Tarefa breve 1 » Resuma em duas frases o excerto sobre o PS de António Costa.

Excerto do documento »
┌────────
O novel PS de António Costa e a sua eventual inflexão à esquerda

Tanto pode haver uma vontade de virar à esquerda como um desejo de ganhar a esquerda para chegar ao governo a solo. Seja como for, é uma grande diferença face ao que se passava no PS sob a batuta de Seguro.

Embora com a dose de ambiguidade que permite aos líderes dos grandes partidos com vocação governamental, e/ou aos políticos mais experientes, manterem abertas as várias portas que poderão ser necessárias para vários futuros possíveis..., o novo homem do leme do PS, António Costa, tem dado vários sinais de, por um lado, querer dessacralizar a “vaca sagrada” (para os grandes interesses económicos, os políticos que circulam entre o poder político e as grandes empresas económicas e financeiras, os jornalistas mainstream, entre outros) do “arco governamental” (ou seja, que a governação só pode acontecer com o PS e os partidos situados à sua direita) e, por outro, mostrou abertura e vontade para entendimentos com os partidos à sua esquerda. É claro que também declarou que o objetivo do PS é obter uma maioria absoluta nas legislativas de 2015, até porque, numa estratégia inteligente de “tranquilização” dos eleitores mais propensos a coligações do que a governos de um só partido, mesmo com ela o seu desiderato será sempre obter entendimentos alargados com as forças políticas no Parlamento e com os vários interesses sociais organizados, sindicais (CGTP incluída) e empresariais.
└────────
Dados do exercício »
┌────────
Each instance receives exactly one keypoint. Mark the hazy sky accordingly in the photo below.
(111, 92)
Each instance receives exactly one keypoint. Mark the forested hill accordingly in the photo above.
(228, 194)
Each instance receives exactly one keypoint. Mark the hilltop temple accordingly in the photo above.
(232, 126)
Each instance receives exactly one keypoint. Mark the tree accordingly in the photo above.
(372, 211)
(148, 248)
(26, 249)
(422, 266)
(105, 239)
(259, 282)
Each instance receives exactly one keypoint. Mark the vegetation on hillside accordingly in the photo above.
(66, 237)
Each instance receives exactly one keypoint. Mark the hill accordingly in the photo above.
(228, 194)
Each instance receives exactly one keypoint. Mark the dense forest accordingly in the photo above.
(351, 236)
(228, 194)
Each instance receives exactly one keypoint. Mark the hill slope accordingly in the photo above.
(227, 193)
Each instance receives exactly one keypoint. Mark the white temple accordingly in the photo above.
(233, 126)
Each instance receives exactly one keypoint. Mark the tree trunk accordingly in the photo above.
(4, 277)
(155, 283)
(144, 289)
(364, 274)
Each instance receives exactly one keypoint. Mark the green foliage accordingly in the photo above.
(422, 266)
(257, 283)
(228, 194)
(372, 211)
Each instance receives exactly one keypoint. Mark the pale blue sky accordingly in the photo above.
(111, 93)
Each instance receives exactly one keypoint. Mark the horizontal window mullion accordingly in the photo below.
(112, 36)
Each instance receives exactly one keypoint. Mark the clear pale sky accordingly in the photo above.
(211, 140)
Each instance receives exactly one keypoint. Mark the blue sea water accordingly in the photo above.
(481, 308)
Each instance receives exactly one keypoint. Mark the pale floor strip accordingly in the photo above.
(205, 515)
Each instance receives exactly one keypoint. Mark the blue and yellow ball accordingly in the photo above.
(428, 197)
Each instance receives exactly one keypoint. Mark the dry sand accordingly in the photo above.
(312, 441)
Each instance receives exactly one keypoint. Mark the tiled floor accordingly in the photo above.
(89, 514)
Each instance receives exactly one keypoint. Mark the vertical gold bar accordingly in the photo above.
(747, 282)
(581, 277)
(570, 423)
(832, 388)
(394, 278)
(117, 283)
└────────
Tarefa breve 2 » Transcreva, sem qualquer alteração, as linhas dos registos compreendidas entre a linha que contém "Each instance receives exactly one keypoint. Mark the vertical" e o fim dos registos, incluindo ambas as extremidades.

Resposta ao exercício 1 » Sob a liderança de António Costa, o PS tem dado sinais de querer dessacralizar o "arco governamental" e de abertura a entendimentos com os partidos à sua esquerda, o que constitui uma grande diferença face ao partido sob a batuta de Seguro. Costa declarou também que o objetivo é obter maioria absoluta nas legislativas de 2015, mas que, mesmo com ela, procurará entendimentos alargados no Parlamento e com os interesses sociais organizados, sindicais e empresariais.

Resposta ao exercício 2 »
Each instance receives exactly one keypoint. Mark the vertical gold bar accordingly in the photo above.
(747, 282)
(581, 277)
(570, 423)
(832, 388)
(394, 278)
(117, 283)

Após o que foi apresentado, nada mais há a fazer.